Dataset excerpt:
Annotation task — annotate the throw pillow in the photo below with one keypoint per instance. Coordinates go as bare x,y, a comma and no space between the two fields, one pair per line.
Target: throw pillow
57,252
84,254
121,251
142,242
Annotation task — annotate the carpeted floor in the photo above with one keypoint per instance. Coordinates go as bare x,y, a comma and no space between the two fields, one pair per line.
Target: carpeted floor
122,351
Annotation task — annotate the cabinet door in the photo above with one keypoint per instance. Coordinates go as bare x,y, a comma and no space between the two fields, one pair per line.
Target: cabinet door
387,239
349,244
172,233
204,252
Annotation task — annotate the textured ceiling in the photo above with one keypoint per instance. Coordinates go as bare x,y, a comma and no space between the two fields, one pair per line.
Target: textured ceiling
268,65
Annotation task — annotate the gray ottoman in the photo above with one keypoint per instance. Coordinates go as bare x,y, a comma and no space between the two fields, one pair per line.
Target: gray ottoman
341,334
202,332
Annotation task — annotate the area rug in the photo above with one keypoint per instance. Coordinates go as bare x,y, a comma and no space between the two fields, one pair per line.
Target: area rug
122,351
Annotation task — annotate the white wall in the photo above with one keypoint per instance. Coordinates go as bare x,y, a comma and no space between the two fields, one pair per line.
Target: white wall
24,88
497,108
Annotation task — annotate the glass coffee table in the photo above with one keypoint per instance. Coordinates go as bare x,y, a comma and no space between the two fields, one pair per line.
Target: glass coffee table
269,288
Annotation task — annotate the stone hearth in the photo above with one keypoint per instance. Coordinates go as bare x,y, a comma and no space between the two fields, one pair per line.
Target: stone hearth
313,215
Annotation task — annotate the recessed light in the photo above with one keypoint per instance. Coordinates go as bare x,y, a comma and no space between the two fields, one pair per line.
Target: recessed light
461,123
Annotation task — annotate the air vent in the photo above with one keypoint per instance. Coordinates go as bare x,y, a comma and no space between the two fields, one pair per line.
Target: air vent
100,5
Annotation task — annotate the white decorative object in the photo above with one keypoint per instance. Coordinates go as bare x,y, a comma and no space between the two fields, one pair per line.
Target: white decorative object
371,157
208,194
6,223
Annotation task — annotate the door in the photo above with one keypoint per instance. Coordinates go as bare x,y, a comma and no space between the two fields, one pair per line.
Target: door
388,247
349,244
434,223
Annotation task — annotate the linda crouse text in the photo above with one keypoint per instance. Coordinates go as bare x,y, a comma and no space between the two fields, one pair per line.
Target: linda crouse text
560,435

--

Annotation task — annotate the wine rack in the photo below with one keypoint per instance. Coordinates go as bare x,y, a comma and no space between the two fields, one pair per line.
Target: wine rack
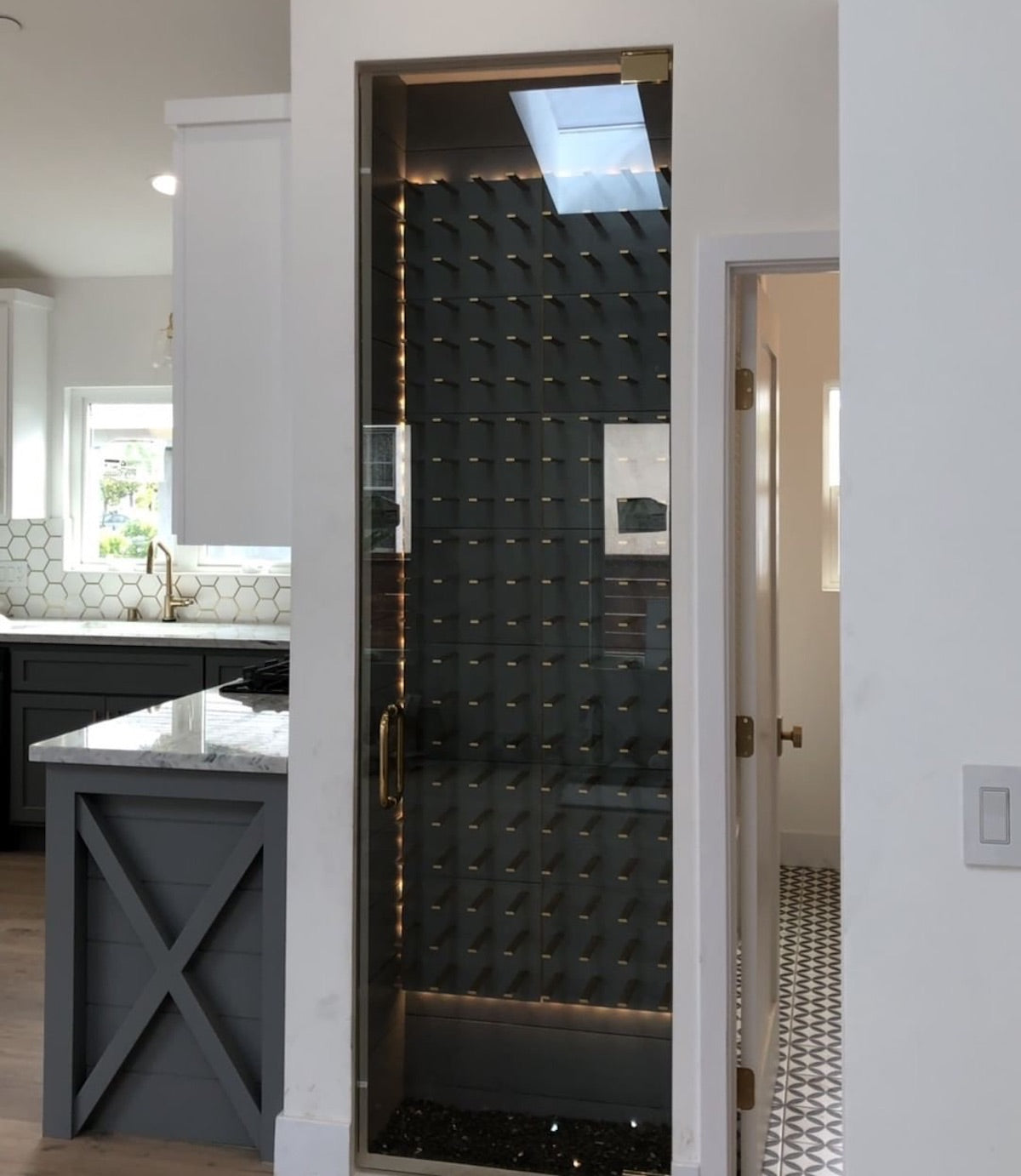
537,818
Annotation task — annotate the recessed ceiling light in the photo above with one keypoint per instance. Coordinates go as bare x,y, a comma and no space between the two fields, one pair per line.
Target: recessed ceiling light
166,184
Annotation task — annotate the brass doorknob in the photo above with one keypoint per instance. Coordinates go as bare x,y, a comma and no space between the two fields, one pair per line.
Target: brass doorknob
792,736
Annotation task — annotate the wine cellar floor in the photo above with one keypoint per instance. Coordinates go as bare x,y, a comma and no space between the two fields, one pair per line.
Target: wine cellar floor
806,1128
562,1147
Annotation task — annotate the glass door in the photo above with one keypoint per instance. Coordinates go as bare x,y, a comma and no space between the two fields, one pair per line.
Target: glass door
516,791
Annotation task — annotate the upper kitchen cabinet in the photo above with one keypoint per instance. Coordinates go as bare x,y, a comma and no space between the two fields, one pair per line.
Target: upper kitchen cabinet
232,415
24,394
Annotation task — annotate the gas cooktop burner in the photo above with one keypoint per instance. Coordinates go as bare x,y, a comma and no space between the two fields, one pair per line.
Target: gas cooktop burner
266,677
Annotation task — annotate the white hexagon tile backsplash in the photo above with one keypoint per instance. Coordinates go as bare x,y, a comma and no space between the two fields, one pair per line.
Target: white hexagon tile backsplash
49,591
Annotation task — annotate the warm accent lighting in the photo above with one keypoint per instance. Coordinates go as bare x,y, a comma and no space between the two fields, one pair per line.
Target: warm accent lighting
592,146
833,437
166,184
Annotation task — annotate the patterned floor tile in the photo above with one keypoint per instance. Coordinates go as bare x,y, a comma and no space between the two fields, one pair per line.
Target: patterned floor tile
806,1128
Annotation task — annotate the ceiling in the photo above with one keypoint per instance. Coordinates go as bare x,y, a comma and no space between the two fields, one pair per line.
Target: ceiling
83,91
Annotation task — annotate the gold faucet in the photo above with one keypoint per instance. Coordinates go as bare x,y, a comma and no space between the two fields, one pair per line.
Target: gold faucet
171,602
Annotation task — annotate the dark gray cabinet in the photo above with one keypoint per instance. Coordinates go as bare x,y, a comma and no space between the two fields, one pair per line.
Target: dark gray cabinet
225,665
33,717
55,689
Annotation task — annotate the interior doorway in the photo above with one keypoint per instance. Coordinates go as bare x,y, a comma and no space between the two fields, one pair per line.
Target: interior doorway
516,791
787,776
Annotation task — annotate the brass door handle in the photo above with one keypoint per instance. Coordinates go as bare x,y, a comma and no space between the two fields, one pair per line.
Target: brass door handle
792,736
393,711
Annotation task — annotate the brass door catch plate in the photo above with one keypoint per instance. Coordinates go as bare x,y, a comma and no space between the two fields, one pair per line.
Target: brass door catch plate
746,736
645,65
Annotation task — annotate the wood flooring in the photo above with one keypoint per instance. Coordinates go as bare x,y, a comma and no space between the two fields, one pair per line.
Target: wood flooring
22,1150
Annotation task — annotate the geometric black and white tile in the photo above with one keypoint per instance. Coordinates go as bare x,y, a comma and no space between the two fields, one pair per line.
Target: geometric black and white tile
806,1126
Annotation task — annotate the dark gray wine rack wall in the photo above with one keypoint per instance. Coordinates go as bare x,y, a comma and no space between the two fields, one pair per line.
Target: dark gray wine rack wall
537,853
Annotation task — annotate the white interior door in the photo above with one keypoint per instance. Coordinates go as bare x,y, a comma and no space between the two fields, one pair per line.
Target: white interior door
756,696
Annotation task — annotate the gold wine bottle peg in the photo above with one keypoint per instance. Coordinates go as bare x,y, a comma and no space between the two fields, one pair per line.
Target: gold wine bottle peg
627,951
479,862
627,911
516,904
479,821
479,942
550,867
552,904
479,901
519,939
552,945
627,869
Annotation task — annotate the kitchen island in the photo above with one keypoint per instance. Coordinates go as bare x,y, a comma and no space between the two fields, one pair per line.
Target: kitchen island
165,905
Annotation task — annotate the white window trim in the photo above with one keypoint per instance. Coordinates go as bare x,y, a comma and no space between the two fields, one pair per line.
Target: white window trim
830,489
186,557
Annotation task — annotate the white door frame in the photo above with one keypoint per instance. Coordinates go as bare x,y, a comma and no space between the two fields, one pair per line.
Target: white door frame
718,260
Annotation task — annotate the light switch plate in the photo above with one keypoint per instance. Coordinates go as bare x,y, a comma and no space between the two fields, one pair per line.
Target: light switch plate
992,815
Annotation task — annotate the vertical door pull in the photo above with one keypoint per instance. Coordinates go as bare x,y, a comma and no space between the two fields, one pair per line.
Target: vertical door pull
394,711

STATED GOAL:
Please identify each row above that contains the string "object", and copy every such row in full.

WRITTEN REPLY:
Annotation task — annotate the white decorative object in the photo above with one keypoint per instance. Coordinates go as bare x,y, a comma and no space between the two fields, one pair per line.
Target: white decorative object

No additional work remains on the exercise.